*** Opening of Given data ***
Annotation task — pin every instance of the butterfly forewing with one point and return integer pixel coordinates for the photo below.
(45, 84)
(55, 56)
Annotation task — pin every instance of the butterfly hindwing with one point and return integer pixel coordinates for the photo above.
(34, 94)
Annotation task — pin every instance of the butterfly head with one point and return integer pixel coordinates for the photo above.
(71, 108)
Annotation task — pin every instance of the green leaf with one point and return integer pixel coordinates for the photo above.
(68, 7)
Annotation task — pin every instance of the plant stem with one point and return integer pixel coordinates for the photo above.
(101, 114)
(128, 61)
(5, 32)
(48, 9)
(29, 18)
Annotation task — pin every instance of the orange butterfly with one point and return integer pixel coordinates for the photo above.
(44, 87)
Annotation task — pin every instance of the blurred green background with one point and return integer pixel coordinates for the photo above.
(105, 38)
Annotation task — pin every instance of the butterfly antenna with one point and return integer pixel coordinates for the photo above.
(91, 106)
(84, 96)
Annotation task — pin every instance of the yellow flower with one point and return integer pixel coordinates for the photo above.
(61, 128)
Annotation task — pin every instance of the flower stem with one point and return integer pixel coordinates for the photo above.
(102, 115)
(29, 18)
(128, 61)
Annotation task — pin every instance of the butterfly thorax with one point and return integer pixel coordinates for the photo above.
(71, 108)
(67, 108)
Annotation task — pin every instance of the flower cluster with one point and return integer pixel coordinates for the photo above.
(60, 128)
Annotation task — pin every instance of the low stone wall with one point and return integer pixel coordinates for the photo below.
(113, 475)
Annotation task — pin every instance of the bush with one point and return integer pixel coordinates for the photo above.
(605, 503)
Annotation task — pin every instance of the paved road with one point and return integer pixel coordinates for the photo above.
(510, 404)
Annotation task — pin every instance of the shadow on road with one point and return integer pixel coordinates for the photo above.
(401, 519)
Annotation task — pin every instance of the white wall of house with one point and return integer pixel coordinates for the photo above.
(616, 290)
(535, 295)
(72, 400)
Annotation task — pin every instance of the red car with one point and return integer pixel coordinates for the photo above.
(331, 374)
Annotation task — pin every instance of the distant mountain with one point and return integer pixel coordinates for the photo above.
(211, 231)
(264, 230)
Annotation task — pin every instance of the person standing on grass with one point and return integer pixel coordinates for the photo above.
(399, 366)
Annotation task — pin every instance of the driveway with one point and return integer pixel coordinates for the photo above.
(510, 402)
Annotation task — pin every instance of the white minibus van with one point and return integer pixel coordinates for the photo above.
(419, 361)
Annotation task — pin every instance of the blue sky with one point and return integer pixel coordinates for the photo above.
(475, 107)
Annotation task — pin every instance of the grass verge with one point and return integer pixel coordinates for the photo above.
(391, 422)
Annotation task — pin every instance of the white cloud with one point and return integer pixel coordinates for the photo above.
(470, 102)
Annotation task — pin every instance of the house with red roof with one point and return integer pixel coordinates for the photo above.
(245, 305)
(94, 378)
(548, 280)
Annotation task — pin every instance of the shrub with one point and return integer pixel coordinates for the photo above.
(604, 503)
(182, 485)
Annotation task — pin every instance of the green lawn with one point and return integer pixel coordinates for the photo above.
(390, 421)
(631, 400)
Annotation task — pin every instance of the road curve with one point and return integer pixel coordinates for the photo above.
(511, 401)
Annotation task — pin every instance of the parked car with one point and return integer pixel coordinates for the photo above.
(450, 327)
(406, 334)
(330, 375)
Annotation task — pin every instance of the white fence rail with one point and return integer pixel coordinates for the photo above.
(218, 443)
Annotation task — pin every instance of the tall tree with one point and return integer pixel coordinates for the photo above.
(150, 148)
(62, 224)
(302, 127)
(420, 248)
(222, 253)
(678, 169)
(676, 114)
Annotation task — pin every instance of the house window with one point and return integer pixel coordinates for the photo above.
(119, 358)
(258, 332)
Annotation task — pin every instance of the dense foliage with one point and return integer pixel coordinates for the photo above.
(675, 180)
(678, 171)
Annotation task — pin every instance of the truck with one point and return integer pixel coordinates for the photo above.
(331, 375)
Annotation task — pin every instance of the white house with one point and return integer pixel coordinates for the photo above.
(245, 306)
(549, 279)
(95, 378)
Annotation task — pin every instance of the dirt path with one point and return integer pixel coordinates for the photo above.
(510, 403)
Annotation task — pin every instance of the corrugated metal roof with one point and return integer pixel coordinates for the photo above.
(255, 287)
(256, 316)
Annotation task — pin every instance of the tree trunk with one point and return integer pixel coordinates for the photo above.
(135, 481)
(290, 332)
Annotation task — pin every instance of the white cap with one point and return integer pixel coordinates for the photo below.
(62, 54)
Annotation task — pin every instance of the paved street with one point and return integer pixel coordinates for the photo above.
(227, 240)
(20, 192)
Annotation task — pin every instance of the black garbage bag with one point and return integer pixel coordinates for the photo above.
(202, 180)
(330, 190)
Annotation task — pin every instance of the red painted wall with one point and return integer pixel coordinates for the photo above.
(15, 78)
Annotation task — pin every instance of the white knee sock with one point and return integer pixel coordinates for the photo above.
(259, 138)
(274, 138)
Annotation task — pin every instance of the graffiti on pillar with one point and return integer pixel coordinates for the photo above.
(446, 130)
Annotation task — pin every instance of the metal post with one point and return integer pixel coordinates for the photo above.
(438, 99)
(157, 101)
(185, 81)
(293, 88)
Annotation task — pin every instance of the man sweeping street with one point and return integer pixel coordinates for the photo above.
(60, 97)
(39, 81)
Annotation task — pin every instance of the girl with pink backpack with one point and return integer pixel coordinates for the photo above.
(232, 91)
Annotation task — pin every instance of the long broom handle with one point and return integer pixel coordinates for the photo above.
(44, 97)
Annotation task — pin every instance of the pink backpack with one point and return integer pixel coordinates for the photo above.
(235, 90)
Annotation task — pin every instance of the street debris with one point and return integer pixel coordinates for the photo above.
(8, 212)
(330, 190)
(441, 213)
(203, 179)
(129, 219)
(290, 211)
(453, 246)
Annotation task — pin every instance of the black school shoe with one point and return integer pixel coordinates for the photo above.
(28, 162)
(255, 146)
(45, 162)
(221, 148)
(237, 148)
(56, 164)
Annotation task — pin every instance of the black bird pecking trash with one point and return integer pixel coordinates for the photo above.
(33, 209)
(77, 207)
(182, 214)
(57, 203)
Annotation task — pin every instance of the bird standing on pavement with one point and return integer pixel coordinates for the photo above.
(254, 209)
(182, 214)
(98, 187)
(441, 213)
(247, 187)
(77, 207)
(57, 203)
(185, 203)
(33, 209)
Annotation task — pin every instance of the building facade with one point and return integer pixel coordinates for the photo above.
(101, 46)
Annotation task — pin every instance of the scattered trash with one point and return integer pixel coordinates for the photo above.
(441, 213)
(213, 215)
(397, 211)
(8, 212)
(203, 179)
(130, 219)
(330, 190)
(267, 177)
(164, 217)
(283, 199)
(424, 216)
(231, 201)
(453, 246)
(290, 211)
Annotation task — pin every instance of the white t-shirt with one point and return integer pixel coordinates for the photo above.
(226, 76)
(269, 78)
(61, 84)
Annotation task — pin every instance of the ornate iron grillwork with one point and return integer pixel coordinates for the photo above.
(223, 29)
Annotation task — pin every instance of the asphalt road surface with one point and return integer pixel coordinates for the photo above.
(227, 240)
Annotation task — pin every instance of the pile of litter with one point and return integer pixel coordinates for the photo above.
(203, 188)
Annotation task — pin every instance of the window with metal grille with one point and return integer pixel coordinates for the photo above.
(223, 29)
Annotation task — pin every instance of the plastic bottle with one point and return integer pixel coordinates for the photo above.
*** Close of Given data ***
*How to complete this task*
Retype the whole listing without changing anything.

*Solution to this problem*
Annotation task — pin every instance of the butterfly forewing with one point and return integer pixel coordinates for the photo below.
(45, 84)
(55, 56)
Annotation task — pin every instance of the butterfly hindwing with one point and return integer pixel coordinates for the photo above.
(34, 94)
Annotation task — pin every instance of the butterfly head with one point and return integer pixel coordinates for the photo above.
(71, 108)
Annotation task — pin every instance of the green leaf with one point and return integer pixel coordinates for the photo above.
(68, 7)
Annotation task — pin every instance of the plant stem with one point and return integer pixel coordinates for the photo above.
(101, 114)
(128, 61)
(5, 32)
(48, 9)
(29, 18)
Annotation task — pin every instance of the orange butterfly with one point and return integer pixel coordinates for the photo above.
(44, 87)
Annotation task — pin every instance of the blurred green background with one point and return integer pixel coordinates for the photo above.
(105, 38)
Annotation task — pin every instance of the butterfly antenna with one point and return integer pixel coordinates for the photo above.
(91, 106)
(84, 96)
Annotation task — pin every instance of the yellow flower with one point and return integer pixel coordinates for the photo above.
(61, 128)
Annotation task — pin every instance of the flower stem with one point and return integer pixel coordinates for the photo above.
(102, 115)
(29, 18)
(128, 61)
Annotation task — pin every instance of the butterfly thorax with one point and return integer pixel coordinates for the photo above.
(71, 108)
(67, 108)
Annotation task — pin every instance of the flower cluster with one point and return integer pixel coordinates for the photo above.
(60, 128)
Annotation task — pin every instance of the low stone wall with one point and return integer pixel coordinates for the photo below.
(113, 475)
Annotation task — pin every instance of the bush with one point and return integer pixel coordinates for the photo above.
(605, 503)
Annotation task — pin every instance of the paved road with one point and return integer pixel coordinates for the photo above.
(510, 404)
Annotation task — pin every instance of the shadow on road with one point and return integer pixel coordinates for the photo above.
(401, 519)
Annotation task — pin every instance of the white wall of house with one point and return integer pixel coordinates for the photo above.
(616, 290)
(535, 295)
(72, 400)
Annotation task — pin every instance of the red car with one point and return integer pixel coordinates for the photo above.
(331, 374)
Annotation task — pin every instance of the distant mountain with one point and return integer pixel coordinates for the photo above.
(211, 231)
(264, 230)
Annotation task — pin every instance of the person standing on grass with one point and return integer pixel coordinates for the photo above.
(399, 366)
Annotation task — pin every instance of the driveway with one point and return integer pixel coordinates for the photo above.
(510, 402)
Annotation task — pin every instance of the white minibus van with one point and return integer pixel coordinates for the photo above.
(419, 361)
Annotation task — pin every instance of the blue sky with one point and return integer pixel coordinates for the photo above.
(475, 107)
Annotation task — pin every instance of the grass verge with one point and return integer pixel coordinates for the photo above.
(391, 422)
Annotation task — pin every instance of the white cloud with one point and return integer pixel coordinates for the photo above.
(470, 102)
Annotation task — pin every instance of the house with red roof with one point and return integer pixel coordinates for the photo above.
(245, 305)
(94, 378)
(548, 280)
Annotation task — pin every instance of the shrub with one point and return integer pixel coordinates for the photo above.
(604, 503)
(182, 485)
Annotation task — pin every instance of the green lawn with one point and return integer pixel coordinates for the photo above.
(390, 421)
(631, 400)
Annotation task — pin every instance of the road curve with one point and return integer pixel coordinates for the photo above.
(511, 401)
Annotation task — pin every instance of the parked car with one point and return integer pixel coordinates for the photo above.
(450, 327)
(406, 334)
(330, 375)
Annotation task — pin every instance of the white fence rail with one point and return integer pixel coordinates for the photo above.
(218, 443)
Annotation task — pin every instance of the tall tree with one point and return integer pixel coordinates for the photo above.
(150, 148)
(62, 224)
(302, 127)
(420, 248)
(222, 253)
(678, 169)
(676, 114)
Annotation task — pin every instance of the house window with one point and return integer pixel coordinates for the photo above.
(119, 358)
(258, 332)
Annotation task — pin every instance of the dense foliage with one point and return integer pixel coordinates for the photo above.
(675, 180)
(678, 171)
Annotation task — pin every instance of the truck with one point and return integer pixel coordinates for the photo above.
(331, 375)
Annotation task — pin every instance of the white house with one point and return integer pixel coordinates for the photo above.
(245, 306)
(549, 279)
(95, 378)
Annotation task — pin every instance of the dirt path with one point and return integer pixel coordinates for the photo above.
(510, 403)
Annotation task — pin every instance of the corrugated metal roof with one point and return integer pixel coordinates for the photo above.
(255, 287)
(256, 316)
Annotation task — pin every instance of the tree trunk with one point and return integer pixel coordinates for the photo above.
(135, 481)
(290, 332)
Annotation task — pin every instance of the white cap with one point and return integer pixel coordinates for the photo below.
(62, 54)
Annotation task — pin every instance of the paved street with one point and return integer pixel coordinates for the photo above.
(227, 240)
(20, 192)
Annotation task — pin every instance of the black garbage bag with one point and return integer pixel coordinates for the photo above.
(202, 180)
(330, 190)
Annotation task — pin every instance of the red painted wall with one point and return integer pixel coordinates for the photo above.
(15, 78)
Annotation task — pin every instance of the white knee sock with one point and return integer pixel coordinates for the photo above.
(259, 138)
(274, 138)
Annotation task — pin every instance of the graffiti on pillar with one point and return integer pixel coordinates for the photo above.
(446, 130)
Annotation task — pin every instance of the metal post with one point and return integer pixel coordinates for the photo above.
(438, 99)
(157, 101)
(185, 81)
(293, 88)
Annotation task — pin every instance of the man sweeping street with one point and return integer pixel coordinates for the photo above.
(60, 97)
(39, 81)
Annotation task — pin every instance of the girl with pink backpack with one point and return integer pixel coordinates for the photo above.
(232, 91)
Annotation task — pin every instance of the long broom handle with one point and return integer pixel coordinates for the photo above.
(44, 97)
Annotation task — pin every instance of the pink backpack with one point and return integer pixel coordinates for the photo above.
(235, 90)
Annotation task — pin every instance of the street debris with one point and return integer pixel coordinates for the photo above.
(8, 212)
(330, 190)
(441, 213)
(203, 179)
(129, 219)
(290, 211)
(453, 246)
Annotation task — pin every instance of the black school shoe with one point and return integer pixel coordinates for the photo above.
(28, 162)
(255, 146)
(45, 162)
(221, 148)
(237, 148)
(56, 164)
Annotation task — pin every instance of the black bird pecking trash with one point and return integer pixel coordinates for the photo above.
(33, 209)
(77, 207)
(182, 214)
(57, 203)
Annotation task — pin every instance of the bird standing on pavement with one point and return integer pixel coordinates for the photo above.
(254, 209)
(182, 214)
(98, 187)
(441, 213)
(247, 187)
(77, 207)
(57, 203)
(185, 203)
(33, 209)
Annotation task — pin every instance of the building facade with one point and return integer pixel coordinates for the photo above.
(101, 46)
Annotation task — pin every instance of the scattered trash with one point and return integer pixel coordinates for the photo above.
(441, 213)
(213, 215)
(397, 211)
(8, 212)
(203, 179)
(130, 219)
(330, 190)
(267, 177)
(164, 217)
(283, 199)
(424, 216)
(231, 201)
(453, 246)
(290, 211)
Annotation task — pin every instance of the white t-shirt with one point and return integer pixel coordinates for the photo above.
(226, 76)
(269, 78)
(61, 84)
Annotation task — pin every instance of the ornate iron grillwork with one point and return integer pixel coordinates for the photo above.
(223, 29)
Annotation task — pin every instance of the asphalt road surface with one point and return integer pixel coordinates for the photo above.
(227, 240)
Annotation task — pin every instance of the pile of litter with one point and return integer pixel coordinates for the photo above.
(203, 188)
Annotation task — pin every instance of the window with metal grille with one point and return integer pixel coordinates for the photo above.
(223, 29)
Annotation task — pin every instance of the plastic bottle with one point and return integer pixel coordinates for the photo above.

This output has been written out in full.